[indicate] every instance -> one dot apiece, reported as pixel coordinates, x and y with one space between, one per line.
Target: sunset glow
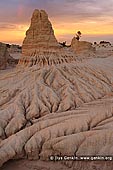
67 17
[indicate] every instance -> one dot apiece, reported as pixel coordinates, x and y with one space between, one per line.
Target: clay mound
5 59
45 108
48 106
82 47
4 56
40 46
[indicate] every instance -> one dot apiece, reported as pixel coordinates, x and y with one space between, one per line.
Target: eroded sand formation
5 59
82 48
40 46
47 107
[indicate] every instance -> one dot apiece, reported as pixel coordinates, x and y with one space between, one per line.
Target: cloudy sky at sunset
93 18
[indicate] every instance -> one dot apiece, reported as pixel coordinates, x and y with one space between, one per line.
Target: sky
93 18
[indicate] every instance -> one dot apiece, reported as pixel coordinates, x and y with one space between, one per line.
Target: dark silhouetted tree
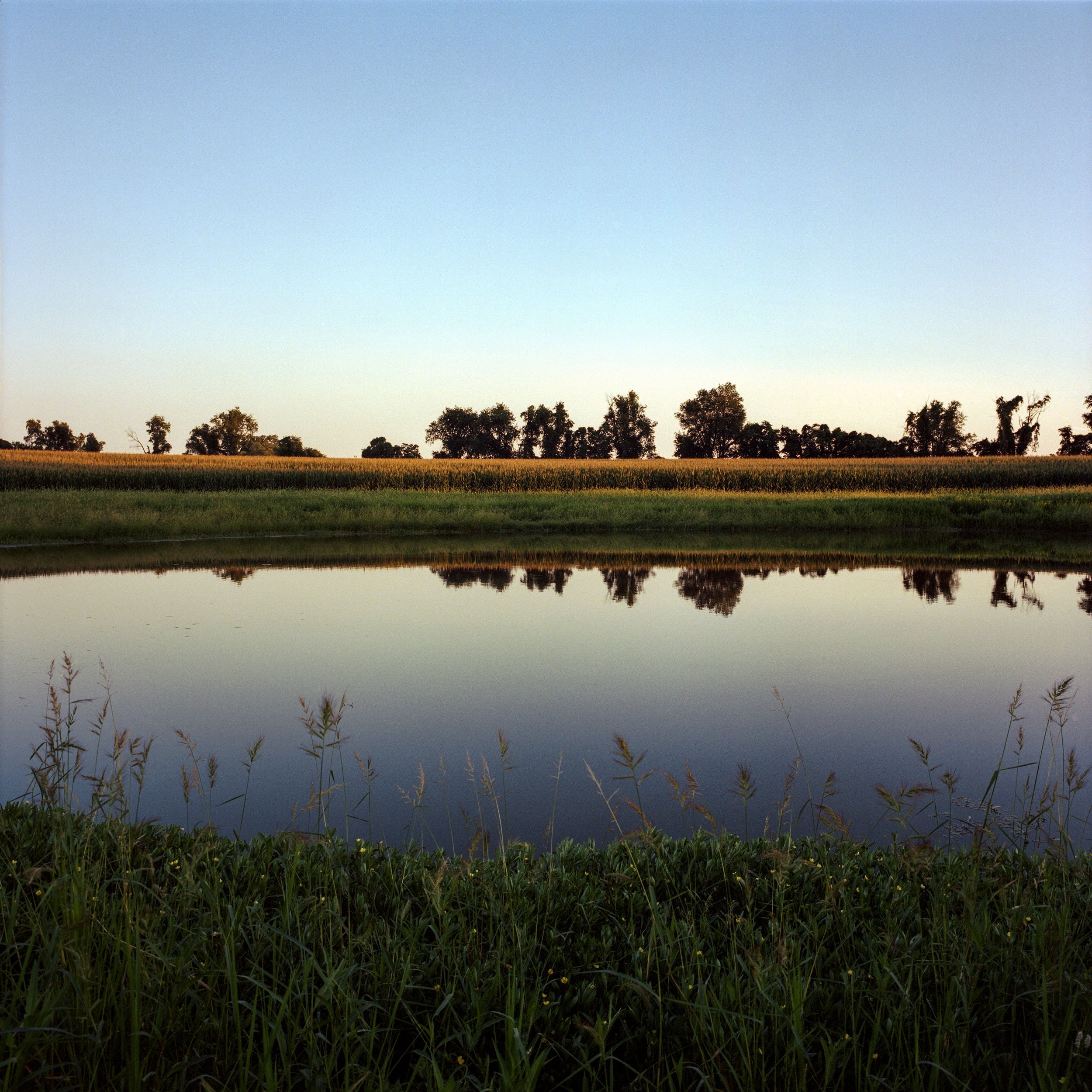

Try it ::
All entries, top to bottom, should be retyped exactly; the pictures should not be.

Expected answer ::
[indicate] every instance -> one dot apiece, reported as pixel coordinates, x and y with one space between, one per line.
Target: sunset glow
67 17
[indicate] every instance -> one dot apiece, reported as pixel coordinates, x and y with one space between, one per line.
Target: clay mound
5 59
45 108
48 106
82 47
4 56
40 46
[indicate] every instance -> one dot apiece, reported as pixel coordinates, x and y with one space between, one per line.
Target: eroded sand formation
5 59
82 48
40 46
47 107
[indicate] every instance -> one dot apiece, reported as pixel coordinates, x and y with one space between, one per line.
Target: cloudy sky at sunset
93 18
[indicate] every instance -> one dot apiece, reported as pixel coordinates, x and y with one space between, one per line.
Target: sky
93 18
[indicate] every instance -> one dot apiece, reported as pixel coordinates, x and y with one space between, one per line.
Target: dark silhouetted tree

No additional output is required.